Инструкция к упражнению
Посчитайте, в скольких строках списка ниже встречается слово «forest», и укажите только число.

Список записей

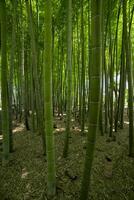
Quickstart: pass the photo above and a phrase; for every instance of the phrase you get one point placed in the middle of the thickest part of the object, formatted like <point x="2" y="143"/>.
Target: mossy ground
<point x="25" y="175"/>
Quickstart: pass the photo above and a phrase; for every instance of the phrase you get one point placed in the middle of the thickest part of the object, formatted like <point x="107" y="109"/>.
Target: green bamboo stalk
<point x="94" y="101"/>
<point x="50" y="148"/>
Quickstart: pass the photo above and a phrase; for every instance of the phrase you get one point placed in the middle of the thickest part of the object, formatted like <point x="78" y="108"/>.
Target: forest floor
<point x="24" y="177"/>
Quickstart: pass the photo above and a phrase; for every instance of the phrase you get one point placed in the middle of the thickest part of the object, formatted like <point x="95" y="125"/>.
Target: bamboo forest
<point x="66" y="99"/>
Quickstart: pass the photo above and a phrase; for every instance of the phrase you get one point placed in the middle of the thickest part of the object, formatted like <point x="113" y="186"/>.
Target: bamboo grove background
<point x="71" y="58"/>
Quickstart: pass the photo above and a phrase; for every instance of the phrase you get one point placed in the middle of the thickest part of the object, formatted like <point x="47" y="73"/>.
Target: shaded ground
<point x="24" y="178"/>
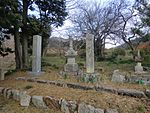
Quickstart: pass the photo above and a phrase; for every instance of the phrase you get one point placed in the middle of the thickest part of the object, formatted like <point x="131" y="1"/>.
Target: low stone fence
<point x="123" y="92"/>
<point x="49" y="102"/>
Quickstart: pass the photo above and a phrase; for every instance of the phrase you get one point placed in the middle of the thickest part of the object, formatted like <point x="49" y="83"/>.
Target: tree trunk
<point x="18" y="49"/>
<point x="25" y="35"/>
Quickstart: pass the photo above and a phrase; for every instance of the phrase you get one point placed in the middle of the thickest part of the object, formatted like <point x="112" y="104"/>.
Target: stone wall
<point x="49" y="102"/>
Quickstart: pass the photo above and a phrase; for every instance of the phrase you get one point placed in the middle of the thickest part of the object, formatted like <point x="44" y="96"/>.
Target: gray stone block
<point x="98" y="110"/>
<point x="147" y="92"/>
<point x="38" y="102"/>
<point x="64" y="106"/>
<point x="24" y="99"/>
<point x="83" y="108"/>
<point x="16" y="94"/>
<point x="132" y="93"/>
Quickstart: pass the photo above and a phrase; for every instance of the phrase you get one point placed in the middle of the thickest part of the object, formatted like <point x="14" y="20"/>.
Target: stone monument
<point x="89" y="53"/>
<point x="71" y="65"/>
<point x="36" y="55"/>
<point x="90" y="74"/>
<point x="138" y="67"/>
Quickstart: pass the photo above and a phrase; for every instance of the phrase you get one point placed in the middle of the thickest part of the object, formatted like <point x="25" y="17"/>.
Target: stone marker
<point x="38" y="102"/>
<point x="36" y="55"/>
<point x="89" y="53"/>
<point x="2" y="74"/>
<point x="118" y="77"/>
<point x="71" y="65"/>
<point x="139" y="68"/>
<point x="24" y="99"/>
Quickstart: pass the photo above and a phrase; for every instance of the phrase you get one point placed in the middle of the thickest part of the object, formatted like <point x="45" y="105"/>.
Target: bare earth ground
<point x="104" y="100"/>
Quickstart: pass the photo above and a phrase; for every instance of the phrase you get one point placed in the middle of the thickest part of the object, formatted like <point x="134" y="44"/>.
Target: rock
<point x="64" y="106"/>
<point x="38" y="102"/>
<point x="20" y="78"/>
<point x="24" y="99"/>
<point x="131" y="92"/>
<point x="5" y="92"/>
<point x="41" y="81"/>
<point x="98" y="110"/>
<point x="16" y="94"/>
<point x="72" y="106"/>
<point x="9" y="94"/>
<point x="107" y="89"/>
<point x="77" y="86"/>
<point x="118" y="77"/>
<point x="1" y="90"/>
<point x="83" y="108"/>
<point x="52" y="103"/>
<point x="111" y="111"/>
<point x="147" y="92"/>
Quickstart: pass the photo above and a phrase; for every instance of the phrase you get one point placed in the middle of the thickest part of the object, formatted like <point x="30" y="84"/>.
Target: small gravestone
<point x="118" y="77"/>
<point x="2" y="74"/>
<point x="90" y="74"/>
<point x="138" y="68"/>
<point x="71" y="65"/>
<point x="36" y="55"/>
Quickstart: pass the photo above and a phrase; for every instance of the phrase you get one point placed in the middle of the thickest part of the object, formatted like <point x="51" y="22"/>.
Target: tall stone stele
<point x="89" y="53"/>
<point x="71" y="65"/>
<point x="36" y="55"/>
<point x="138" y="68"/>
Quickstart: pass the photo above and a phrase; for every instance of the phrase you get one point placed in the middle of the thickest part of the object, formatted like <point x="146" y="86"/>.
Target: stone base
<point x="91" y="77"/>
<point x="34" y="74"/>
<point x="71" y="67"/>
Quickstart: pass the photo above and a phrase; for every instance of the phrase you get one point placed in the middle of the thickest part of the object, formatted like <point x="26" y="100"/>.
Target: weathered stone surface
<point x="36" y="56"/>
<point x="139" y="68"/>
<point x="2" y="74"/>
<point x="117" y="77"/>
<point x="77" y="86"/>
<point x="5" y="92"/>
<point x="147" y="92"/>
<point x="64" y="106"/>
<point x="71" y="65"/>
<point x="83" y="108"/>
<point x="52" y="103"/>
<point x="1" y="90"/>
<point x="24" y="99"/>
<point x="89" y="53"/>
<point x="9" y="94"/>
<point x="107" y="89"/>
<point x="31" y="79"/>
<point x="51" y="82"/>
<point x="20" y="78"/>
<point x="38" y="102"/>
<point x="131" y="92"/>
<point x="16" y="94"/>
<point x="72" y="106"/>
<point x="111" y="111"/>
<point x="41" y="81"/>
<point x="98" y="110"/>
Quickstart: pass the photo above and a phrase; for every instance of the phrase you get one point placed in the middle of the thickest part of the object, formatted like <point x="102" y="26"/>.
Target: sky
<point x="61" y="31"/>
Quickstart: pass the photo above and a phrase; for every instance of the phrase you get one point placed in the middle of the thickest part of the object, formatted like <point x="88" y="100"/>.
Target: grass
<point x="11" y="106"/>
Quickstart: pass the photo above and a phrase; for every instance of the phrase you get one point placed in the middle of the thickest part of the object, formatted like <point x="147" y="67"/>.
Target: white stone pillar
<point x="36" y="54"/>
<point x="89" y="53"/>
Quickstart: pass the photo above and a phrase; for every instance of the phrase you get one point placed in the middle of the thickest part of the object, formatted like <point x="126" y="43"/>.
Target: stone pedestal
<point x="71" y="66"/>
<point x="89" y="53"/>
<point x="139" y="68"/>
<point x="36" y="55"/>
<point x="2" y="74"/>
<point x="90" y="75"/>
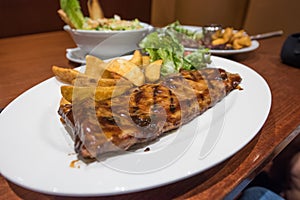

Решение задачи
2